[Data records]

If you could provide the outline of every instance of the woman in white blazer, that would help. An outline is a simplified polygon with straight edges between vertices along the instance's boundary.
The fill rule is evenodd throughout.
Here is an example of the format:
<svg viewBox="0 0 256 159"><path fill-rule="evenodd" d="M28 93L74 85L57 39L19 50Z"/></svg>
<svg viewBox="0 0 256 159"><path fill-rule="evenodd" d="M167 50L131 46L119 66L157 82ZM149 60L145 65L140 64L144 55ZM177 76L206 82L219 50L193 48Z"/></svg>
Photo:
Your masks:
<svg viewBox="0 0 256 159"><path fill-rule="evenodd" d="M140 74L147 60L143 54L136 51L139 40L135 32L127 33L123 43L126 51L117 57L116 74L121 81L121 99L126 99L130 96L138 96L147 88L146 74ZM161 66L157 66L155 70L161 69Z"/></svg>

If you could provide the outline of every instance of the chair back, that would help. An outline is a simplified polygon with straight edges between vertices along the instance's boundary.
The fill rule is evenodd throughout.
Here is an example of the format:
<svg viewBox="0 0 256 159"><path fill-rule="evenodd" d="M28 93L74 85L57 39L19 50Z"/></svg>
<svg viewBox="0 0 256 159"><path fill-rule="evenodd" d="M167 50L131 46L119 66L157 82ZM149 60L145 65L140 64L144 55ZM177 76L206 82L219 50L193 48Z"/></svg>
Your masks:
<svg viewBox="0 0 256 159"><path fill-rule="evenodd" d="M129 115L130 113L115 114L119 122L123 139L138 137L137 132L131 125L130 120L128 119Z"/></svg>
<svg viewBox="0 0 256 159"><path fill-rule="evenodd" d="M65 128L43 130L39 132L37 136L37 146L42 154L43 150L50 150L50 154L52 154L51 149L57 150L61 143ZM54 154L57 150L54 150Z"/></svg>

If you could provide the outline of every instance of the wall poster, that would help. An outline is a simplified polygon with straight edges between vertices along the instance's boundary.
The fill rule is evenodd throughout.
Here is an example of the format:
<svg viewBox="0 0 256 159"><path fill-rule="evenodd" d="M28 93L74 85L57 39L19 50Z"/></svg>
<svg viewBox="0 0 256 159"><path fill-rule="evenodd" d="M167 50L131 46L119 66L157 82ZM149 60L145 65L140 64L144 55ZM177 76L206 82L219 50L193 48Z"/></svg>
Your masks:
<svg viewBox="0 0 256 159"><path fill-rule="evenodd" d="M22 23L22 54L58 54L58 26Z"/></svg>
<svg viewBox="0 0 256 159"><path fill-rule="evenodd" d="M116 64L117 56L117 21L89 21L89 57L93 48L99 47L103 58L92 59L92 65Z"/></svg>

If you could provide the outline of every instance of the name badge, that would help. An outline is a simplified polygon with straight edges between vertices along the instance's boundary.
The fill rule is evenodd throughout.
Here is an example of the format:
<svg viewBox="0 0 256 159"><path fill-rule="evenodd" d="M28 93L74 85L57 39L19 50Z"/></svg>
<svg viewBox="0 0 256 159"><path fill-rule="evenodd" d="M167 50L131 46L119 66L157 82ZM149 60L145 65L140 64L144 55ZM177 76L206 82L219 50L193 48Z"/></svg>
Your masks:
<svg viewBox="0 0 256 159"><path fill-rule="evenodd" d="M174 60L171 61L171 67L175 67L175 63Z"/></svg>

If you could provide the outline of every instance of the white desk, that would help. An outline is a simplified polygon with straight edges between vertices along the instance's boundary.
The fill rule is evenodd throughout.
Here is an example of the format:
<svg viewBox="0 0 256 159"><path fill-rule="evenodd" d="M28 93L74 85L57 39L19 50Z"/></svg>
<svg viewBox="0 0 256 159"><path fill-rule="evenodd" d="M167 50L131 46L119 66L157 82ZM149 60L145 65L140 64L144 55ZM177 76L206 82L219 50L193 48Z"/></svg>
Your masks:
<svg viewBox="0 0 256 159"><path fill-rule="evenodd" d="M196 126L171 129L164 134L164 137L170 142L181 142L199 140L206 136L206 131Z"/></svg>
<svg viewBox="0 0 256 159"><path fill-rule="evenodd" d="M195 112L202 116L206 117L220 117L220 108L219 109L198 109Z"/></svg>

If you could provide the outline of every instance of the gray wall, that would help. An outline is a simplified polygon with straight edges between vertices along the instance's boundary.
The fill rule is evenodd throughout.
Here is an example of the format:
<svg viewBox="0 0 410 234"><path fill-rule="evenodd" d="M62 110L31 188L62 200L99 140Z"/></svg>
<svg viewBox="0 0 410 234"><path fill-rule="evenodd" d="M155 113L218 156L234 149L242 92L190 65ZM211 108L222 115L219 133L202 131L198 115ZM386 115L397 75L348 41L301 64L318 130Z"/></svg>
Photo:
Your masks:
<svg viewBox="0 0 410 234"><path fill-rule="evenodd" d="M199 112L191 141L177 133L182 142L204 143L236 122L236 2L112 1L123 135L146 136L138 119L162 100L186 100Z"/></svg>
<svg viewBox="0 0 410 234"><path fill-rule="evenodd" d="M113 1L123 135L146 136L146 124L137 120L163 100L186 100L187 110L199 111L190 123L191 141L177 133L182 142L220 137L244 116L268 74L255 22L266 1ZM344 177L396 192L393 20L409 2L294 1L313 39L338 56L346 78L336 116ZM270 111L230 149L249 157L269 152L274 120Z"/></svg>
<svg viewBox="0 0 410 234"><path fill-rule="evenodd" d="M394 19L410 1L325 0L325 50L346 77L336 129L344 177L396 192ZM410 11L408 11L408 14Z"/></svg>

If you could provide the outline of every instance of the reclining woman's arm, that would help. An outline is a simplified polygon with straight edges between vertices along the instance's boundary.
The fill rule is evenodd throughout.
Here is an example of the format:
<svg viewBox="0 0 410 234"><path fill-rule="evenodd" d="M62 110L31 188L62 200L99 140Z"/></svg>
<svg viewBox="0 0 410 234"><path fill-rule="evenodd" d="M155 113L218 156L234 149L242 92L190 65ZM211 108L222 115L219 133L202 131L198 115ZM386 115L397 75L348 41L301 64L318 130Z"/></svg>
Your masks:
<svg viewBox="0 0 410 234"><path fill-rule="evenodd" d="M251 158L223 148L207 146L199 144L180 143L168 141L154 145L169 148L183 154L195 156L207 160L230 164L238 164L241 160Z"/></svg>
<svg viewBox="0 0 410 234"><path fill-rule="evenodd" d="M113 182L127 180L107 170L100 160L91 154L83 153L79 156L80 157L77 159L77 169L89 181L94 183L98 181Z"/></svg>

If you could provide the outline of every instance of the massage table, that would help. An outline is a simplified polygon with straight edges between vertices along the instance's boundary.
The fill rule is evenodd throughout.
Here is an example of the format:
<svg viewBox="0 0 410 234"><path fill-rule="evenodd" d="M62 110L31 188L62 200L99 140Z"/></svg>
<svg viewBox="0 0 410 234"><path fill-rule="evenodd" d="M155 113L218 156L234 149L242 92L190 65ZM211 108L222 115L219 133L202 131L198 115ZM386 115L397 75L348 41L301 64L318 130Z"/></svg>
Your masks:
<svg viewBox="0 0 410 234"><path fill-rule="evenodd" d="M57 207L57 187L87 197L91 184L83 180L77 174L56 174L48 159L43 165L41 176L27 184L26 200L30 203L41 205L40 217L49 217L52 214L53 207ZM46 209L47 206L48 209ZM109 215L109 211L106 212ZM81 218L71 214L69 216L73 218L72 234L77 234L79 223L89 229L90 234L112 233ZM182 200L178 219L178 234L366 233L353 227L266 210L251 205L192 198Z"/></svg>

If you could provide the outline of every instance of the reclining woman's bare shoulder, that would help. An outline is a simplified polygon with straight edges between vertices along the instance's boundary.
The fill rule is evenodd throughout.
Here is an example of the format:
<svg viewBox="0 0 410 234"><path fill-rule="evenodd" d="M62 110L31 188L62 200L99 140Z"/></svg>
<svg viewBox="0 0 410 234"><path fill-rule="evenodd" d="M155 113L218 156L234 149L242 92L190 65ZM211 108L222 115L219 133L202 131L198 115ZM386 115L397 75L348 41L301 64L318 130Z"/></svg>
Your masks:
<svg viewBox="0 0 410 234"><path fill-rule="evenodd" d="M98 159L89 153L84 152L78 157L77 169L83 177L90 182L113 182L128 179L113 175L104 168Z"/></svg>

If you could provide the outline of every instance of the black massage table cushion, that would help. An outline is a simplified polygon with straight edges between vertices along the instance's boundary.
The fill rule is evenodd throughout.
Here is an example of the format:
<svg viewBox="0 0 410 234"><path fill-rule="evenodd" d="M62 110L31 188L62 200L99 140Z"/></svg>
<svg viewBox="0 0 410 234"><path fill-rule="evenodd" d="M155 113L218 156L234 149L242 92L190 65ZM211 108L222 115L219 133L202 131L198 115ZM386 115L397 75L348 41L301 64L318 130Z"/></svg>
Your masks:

=== DIRECTIVE ===
Could you rewrite the listing from the line with "reclining woman's bare" up to and including the line with "159L89 153L84 152L78", replacing "shoulder" with "upper arm" and keeping everything else the same?

=== EXERCISE OUTPUT ===
If you could provide the outline of every instance of the reclining woman's bare upper arm, that would help. An outline is a simplified polygon with straight edges between vertices along the instance's boundary.
The fill rule is evenodd throughout.
Here is an example of the format:
<svg viewBox="0 0 410 234"><path fill-rule="evenodd" d="M62 110L31 188L62 200L99 140Z"/></svg>
<svg viewBox="0 0 410 234"><path fill-rule="evenodd" d="M155 113L218 156L234 149L242 92L190 65ZM211 108L222 115L219 133L202 131L198 115ZM386 115L397 75L348 41L301 64L318 130Z"/></svg>
Your masks:
<svg viewBox="0 0 410 234"><path fill-rule="evenodd" d="M98 159L89 153L84 152L78 157L77 169L83 177L90 182L113 182L128 179L113 175L104 168Z"/></svg>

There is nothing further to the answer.